▸ **Stated goal**:
Gather every line of the rows below that contains the word "small", and copy each one in full. Case counts.

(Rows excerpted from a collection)
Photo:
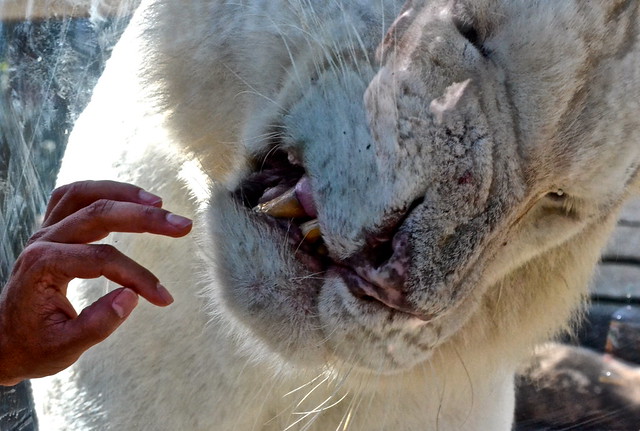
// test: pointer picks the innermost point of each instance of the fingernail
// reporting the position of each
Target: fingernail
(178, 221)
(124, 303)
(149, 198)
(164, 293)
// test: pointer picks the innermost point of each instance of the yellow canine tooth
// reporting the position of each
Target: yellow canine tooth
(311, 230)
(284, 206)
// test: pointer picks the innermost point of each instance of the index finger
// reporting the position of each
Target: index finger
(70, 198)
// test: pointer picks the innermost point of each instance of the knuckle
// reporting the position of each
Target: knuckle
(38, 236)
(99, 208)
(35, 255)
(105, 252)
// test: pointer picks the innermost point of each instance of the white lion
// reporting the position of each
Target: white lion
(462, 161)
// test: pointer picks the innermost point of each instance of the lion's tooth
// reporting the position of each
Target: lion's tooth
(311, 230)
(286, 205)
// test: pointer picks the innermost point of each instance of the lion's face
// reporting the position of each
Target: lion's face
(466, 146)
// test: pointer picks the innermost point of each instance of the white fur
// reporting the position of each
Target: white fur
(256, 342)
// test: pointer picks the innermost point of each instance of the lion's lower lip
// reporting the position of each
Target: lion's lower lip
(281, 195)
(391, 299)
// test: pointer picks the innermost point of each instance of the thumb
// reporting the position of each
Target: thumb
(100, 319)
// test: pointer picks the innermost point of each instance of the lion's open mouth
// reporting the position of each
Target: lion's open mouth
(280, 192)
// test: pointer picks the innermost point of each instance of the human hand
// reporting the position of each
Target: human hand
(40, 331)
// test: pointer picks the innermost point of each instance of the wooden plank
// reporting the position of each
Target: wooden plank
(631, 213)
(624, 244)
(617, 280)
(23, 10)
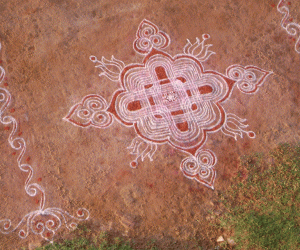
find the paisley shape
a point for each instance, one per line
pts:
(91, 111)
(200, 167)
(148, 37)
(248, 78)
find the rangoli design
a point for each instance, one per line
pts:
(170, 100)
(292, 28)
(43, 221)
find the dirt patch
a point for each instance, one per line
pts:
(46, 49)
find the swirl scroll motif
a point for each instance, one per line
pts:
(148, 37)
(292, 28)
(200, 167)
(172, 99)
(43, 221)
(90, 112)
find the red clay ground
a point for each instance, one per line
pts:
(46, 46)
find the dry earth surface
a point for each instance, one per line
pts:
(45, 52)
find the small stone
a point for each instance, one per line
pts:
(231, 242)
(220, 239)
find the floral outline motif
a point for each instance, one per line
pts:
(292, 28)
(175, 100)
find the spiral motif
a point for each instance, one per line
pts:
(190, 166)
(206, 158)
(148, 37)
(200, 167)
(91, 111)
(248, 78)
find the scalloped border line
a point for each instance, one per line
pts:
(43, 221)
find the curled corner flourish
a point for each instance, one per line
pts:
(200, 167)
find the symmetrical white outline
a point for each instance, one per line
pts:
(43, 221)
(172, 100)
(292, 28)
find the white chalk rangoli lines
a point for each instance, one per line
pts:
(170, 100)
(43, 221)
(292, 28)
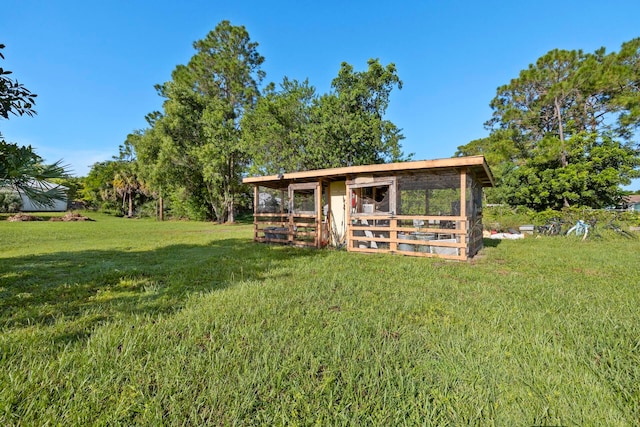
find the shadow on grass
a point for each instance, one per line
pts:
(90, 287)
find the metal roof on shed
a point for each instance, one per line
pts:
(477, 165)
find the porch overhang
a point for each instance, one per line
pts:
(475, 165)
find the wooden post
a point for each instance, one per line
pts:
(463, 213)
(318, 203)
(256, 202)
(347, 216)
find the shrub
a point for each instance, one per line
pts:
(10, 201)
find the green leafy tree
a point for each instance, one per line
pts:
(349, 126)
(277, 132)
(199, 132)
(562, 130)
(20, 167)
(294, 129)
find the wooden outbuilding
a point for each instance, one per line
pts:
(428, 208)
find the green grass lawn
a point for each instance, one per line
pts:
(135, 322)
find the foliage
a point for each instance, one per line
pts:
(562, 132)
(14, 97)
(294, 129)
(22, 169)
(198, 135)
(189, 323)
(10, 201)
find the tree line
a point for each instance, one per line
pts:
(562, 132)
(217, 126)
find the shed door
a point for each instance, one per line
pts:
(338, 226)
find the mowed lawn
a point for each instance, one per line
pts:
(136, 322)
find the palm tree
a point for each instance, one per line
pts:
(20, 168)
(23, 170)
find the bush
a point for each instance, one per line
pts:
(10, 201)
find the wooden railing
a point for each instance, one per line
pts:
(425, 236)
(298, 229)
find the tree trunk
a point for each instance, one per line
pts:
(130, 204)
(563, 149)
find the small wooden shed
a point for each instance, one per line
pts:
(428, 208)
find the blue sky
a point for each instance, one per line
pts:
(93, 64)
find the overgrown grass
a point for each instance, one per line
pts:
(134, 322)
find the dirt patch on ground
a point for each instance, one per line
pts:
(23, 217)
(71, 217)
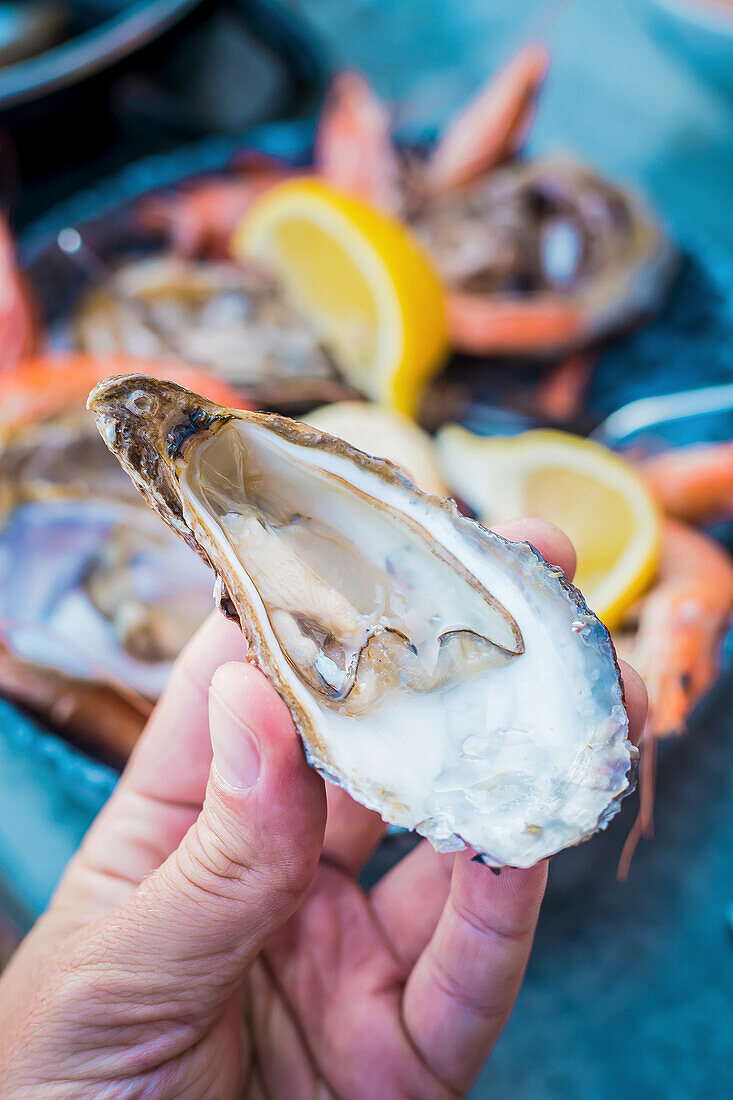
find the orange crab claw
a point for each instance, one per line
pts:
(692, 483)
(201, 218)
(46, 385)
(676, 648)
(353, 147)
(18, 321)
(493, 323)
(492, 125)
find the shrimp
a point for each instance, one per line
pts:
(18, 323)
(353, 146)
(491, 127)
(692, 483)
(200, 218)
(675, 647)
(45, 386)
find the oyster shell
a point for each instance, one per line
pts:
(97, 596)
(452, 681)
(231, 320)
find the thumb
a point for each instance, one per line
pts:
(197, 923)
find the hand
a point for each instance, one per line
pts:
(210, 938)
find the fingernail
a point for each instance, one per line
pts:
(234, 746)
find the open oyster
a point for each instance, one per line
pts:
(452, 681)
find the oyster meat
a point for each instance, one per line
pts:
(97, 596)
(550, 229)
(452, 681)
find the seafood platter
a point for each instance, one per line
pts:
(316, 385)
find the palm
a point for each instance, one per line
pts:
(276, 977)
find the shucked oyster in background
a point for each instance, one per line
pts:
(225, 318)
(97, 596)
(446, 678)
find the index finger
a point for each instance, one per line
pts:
--
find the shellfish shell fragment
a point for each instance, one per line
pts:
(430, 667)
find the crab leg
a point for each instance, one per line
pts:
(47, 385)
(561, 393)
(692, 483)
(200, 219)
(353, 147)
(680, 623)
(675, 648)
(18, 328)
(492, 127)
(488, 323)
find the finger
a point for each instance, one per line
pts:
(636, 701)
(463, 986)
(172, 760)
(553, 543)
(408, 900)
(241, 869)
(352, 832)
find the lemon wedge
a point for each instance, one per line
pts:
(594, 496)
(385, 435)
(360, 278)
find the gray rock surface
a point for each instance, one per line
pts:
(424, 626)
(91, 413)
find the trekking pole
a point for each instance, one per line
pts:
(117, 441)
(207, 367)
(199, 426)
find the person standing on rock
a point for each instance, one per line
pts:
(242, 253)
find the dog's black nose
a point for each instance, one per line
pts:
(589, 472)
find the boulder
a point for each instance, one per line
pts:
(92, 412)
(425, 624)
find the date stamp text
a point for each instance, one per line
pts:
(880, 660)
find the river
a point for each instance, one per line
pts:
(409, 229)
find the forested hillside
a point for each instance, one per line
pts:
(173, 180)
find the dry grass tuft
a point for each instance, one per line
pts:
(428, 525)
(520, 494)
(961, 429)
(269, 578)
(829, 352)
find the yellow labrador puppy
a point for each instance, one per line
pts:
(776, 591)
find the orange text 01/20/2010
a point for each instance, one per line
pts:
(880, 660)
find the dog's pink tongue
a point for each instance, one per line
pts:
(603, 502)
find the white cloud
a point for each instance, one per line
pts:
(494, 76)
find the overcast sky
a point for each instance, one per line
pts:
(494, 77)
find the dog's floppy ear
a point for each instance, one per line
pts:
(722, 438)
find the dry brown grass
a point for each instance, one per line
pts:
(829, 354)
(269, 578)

▸ **Reply to the exercise**:
find the small stone
find the small wooden shed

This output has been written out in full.